Extract provided
____
Popular or not, Vernon Duke and Ogden Nash did write one bewitching score for the musical, and a new recording is bringing it back to life. Jeff Lunden has the story.

JEFF LUNDEN: Ask record producer Tommy Krasker where "Sweet Bye And Bye" belongs in the history of American musical theater, and he has no hesitation.

Mr. TOMMY KRASKER (Record Producer): I really do consider this maybe one of the top 10 scores written in the '40s, and that's a powerful decade that included, obviously, "Carousel" and "South Pacific," "Brigadoon," "St. Louis Woman," "Finian's Rainbow." But I really do feel this score is up there with those. It just never had a chance to be heard.

(Soundbite of music)

LUNDEN: Krasker discovered "Sweet Bye And Bye" in 1986, when he was one of a group of people hired to catalog 20,000 musical theater manuscripts discovered in a warehouse in New Jersey. It was a treasure trove with music by the Gershwins, Cole Porter, Rodgers and Hart, and others.

One day, Krasker opened a package, which contained music by Russian-born composer Vernon Duke - who wrote "April in Paris," among other standards - and lyrics by poet Ogden Nash.
____
Required tasks
a – In the segment about the "Sweet Bye And Bye" score, how did Tommy Krasker come to find it? Answer in one to three sentences.
b – Carry the segment about the "Sweet Bye And Bye" score onward from its final sentence.

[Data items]
____
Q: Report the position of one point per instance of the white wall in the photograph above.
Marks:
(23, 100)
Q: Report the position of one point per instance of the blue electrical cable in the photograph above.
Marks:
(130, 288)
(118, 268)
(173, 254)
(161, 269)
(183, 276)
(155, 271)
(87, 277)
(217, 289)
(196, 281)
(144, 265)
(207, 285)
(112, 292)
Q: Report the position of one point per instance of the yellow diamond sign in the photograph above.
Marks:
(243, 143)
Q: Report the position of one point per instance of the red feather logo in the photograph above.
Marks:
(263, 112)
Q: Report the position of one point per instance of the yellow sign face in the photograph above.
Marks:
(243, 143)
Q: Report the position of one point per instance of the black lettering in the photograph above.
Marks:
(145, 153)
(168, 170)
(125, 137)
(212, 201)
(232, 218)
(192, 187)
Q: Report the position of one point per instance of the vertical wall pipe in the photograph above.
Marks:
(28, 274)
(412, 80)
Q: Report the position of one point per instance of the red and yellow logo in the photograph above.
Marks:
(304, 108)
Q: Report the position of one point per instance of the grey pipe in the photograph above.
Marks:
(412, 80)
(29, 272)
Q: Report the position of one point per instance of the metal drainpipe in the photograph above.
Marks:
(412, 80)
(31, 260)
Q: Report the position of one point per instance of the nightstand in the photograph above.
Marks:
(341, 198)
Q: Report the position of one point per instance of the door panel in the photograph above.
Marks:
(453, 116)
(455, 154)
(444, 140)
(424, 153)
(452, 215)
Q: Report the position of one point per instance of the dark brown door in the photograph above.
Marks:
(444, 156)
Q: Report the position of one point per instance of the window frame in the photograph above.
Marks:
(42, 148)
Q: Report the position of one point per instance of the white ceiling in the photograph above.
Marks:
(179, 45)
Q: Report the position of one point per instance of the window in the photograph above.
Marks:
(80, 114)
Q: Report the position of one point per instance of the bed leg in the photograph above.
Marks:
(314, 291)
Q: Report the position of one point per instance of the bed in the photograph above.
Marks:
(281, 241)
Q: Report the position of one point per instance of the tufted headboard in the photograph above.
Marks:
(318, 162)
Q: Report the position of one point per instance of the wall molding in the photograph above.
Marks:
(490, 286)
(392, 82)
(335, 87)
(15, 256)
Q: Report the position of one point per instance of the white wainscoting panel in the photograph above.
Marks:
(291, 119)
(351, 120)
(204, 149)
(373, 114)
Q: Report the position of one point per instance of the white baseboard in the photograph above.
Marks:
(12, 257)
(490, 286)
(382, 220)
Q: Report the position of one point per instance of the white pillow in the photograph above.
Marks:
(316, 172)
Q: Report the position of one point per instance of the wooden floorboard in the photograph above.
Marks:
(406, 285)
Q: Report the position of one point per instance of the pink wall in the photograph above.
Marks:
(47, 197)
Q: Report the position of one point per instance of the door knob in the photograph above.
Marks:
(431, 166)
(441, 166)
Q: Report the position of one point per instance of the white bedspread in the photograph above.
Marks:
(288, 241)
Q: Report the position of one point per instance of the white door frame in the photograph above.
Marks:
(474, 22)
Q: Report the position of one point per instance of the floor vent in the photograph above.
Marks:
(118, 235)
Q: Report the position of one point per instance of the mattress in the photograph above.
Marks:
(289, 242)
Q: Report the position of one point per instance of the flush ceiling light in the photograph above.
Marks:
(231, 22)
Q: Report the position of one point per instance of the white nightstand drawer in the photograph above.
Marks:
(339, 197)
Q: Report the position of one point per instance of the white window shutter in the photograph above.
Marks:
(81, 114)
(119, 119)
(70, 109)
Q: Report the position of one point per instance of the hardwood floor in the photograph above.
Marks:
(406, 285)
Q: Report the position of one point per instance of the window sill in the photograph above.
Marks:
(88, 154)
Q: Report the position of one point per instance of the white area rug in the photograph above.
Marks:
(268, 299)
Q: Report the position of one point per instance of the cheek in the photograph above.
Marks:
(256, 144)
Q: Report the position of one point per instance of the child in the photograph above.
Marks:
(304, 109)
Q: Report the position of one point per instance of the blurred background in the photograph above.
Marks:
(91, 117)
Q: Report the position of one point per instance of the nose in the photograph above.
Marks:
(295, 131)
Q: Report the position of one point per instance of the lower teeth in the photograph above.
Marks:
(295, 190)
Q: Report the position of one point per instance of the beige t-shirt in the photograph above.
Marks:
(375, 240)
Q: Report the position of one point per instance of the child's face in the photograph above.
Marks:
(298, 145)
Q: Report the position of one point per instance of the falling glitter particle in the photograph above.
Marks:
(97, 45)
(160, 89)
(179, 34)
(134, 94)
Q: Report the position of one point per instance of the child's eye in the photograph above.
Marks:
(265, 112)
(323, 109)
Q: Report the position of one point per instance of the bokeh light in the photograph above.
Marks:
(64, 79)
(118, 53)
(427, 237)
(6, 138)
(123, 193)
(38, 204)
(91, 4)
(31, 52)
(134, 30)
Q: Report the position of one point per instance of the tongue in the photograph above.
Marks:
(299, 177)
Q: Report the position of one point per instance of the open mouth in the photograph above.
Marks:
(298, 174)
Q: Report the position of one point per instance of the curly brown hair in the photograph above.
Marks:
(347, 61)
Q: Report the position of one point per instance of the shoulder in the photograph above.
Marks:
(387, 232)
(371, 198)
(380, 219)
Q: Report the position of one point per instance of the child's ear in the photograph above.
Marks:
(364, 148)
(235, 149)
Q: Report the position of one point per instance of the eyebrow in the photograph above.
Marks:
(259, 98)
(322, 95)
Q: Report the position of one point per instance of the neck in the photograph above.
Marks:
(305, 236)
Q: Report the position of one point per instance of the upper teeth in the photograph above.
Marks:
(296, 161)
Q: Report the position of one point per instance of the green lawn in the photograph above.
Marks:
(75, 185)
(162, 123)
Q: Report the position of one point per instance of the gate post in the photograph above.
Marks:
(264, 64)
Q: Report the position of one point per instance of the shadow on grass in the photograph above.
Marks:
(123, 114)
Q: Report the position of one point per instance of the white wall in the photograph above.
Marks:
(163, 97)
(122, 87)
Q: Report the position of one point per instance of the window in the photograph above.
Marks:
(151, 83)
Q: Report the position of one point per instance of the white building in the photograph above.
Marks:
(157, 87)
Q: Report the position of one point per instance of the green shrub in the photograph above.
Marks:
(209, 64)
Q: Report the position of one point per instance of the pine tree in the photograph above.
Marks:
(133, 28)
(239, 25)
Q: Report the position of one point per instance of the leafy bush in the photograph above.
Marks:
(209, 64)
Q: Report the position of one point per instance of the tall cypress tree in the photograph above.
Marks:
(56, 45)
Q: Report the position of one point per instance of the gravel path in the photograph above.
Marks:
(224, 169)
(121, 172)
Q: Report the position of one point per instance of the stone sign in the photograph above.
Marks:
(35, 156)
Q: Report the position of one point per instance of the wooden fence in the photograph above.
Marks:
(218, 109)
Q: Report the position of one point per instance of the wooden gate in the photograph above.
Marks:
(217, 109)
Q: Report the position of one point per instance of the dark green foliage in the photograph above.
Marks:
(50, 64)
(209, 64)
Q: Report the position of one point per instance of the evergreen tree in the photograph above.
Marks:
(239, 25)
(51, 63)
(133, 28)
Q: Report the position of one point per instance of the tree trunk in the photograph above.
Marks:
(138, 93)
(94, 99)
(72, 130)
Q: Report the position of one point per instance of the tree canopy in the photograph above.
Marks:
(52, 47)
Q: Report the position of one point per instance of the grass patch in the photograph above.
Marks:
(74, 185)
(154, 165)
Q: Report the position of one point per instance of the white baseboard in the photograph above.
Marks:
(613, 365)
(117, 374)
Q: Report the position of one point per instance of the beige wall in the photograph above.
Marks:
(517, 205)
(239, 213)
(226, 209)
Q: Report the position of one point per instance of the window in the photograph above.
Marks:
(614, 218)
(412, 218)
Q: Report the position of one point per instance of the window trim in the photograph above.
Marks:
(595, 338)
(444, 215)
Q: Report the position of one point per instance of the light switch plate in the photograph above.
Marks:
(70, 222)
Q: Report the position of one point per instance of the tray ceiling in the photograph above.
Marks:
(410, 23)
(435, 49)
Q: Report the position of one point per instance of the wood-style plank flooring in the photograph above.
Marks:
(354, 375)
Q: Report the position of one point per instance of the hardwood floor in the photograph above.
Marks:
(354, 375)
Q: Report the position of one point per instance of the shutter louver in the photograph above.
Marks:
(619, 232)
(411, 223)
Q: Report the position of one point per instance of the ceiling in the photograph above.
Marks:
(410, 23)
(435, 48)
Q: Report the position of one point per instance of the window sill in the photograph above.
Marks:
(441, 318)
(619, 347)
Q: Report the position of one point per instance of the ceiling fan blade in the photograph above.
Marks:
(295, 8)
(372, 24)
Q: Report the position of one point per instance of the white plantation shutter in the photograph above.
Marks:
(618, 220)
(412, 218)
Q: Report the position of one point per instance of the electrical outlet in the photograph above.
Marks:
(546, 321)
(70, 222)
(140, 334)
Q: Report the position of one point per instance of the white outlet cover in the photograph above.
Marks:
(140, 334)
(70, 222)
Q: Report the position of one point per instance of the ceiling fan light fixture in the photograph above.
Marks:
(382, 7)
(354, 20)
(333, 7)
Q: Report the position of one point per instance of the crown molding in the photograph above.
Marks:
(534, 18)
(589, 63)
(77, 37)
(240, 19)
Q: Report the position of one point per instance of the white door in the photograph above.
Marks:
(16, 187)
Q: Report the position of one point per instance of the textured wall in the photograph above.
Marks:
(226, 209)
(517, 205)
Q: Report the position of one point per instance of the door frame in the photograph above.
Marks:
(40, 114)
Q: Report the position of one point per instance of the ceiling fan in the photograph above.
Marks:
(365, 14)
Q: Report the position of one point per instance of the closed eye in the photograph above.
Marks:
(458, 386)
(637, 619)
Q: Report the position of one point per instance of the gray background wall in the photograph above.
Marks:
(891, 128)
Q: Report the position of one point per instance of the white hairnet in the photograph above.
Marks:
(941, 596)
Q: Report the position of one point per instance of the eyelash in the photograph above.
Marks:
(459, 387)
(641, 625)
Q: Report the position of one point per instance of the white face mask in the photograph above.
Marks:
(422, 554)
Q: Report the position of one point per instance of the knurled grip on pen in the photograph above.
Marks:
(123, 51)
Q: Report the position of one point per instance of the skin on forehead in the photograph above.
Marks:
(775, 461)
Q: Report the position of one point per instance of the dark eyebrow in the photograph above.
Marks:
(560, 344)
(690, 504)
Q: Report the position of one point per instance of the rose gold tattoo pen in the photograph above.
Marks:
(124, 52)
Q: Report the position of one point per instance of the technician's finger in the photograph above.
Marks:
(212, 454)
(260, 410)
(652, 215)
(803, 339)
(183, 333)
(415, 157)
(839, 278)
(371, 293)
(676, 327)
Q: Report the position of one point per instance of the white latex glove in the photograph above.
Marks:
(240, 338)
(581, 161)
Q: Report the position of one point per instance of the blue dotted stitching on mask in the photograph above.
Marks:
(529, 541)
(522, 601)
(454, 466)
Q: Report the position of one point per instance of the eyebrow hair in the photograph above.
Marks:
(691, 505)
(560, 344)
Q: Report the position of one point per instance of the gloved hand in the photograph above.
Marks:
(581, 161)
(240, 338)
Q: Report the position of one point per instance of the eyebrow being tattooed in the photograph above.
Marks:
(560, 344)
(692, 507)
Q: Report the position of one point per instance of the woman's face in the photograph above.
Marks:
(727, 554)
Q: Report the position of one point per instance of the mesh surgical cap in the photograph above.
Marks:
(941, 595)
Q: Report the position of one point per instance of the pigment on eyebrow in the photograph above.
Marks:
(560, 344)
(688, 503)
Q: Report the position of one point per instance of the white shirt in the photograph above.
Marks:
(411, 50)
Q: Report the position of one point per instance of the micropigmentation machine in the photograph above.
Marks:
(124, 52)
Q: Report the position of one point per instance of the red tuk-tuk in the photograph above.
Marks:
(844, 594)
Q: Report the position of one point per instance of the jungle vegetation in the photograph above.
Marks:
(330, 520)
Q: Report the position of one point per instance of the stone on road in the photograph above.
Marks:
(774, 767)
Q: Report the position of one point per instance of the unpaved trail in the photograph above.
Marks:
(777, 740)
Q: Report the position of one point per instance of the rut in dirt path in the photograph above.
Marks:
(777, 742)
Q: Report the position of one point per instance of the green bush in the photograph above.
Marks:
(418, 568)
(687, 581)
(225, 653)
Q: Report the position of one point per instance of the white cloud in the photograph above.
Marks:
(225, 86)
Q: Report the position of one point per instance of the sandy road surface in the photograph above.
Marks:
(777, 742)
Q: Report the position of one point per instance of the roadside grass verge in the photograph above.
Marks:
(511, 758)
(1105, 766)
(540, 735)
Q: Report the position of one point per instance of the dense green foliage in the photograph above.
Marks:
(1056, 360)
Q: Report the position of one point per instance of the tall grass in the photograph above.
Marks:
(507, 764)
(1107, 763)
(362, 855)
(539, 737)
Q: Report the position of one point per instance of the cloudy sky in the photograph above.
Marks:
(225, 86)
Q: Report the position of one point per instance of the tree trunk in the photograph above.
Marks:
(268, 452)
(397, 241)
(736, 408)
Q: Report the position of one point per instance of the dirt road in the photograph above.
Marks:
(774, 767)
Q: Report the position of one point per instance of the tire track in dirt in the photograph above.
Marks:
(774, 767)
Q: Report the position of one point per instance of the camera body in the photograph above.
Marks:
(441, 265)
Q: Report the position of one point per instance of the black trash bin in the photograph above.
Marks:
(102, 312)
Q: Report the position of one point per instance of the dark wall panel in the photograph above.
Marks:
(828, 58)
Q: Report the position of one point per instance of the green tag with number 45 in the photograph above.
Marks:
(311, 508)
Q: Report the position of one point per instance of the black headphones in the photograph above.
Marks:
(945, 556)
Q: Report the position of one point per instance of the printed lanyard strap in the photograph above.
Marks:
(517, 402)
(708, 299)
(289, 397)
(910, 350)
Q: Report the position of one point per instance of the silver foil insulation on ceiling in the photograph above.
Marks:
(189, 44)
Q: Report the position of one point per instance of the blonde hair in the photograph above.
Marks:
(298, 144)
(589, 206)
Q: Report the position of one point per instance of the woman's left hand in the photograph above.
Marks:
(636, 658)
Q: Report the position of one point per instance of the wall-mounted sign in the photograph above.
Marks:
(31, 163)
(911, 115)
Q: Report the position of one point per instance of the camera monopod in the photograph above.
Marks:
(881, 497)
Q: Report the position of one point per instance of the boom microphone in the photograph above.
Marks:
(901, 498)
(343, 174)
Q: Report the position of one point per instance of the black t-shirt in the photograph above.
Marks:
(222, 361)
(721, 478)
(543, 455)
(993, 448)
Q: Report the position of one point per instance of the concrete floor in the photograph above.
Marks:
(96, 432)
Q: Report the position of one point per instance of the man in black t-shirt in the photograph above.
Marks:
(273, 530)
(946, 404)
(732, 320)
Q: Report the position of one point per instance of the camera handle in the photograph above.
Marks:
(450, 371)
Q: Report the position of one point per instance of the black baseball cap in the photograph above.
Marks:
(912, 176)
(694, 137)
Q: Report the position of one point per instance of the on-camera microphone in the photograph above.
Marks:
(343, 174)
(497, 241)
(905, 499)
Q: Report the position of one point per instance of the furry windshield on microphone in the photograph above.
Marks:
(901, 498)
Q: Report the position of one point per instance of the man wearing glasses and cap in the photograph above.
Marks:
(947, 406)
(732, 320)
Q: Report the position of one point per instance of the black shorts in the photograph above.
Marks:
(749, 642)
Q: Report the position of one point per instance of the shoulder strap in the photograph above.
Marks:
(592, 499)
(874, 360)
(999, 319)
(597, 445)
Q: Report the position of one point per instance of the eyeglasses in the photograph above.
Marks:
____
Answers to the tasks
a – In 1986, Krasker was one of a group of people hired to catalog 20,000 musical theater manuscripts found in a New Jersey warehouse. During that work, he opened a package that held music by Vernon Duke and lyrics by Ogden Nash.

b –
Mr. KRASKER: The music looked amazing. It was so challenging and demanding. It looked deeply melodic and romantic. So I did what I wasn't supposed to do. I went to a Xerox machine during lunch, and made copies of it so I could take it home. Because, you know, it's one thing to look at music and go wow, that looks cool. But if you're a pianist, as I am, you want to take it home and play it. And I don't even know how to describe it. I had never heard of this show and within minutes, I was just bewitched by it.

(Soundbite of music)

Ms. MARIN MAZZIE (Singer/Actor): (Singing) Too enchanting like lilacs when the rain is landing, too enchanting for words.

LUNDEN: Krasker did some research and discovered that "Sweet Bye And Bye," produced in 1946, was kind of the "Spider-Man" of its time.

Mr. KRASKER: I think this is an everything that could have gone wrong went wrong. I mean, Duke and Nash started writing a score and their collaborators -the people writing the book - were S.J. Perelman, the famous humorist who wrote a lot of the Marx Brothers movies, and Al Hirschfeld, the famed caricaturist, the only time he ever tried to write a music theater libretto. I mean, you can't get a better quartet than that, but everything went wrong from the beginning.

(Soundbite of music)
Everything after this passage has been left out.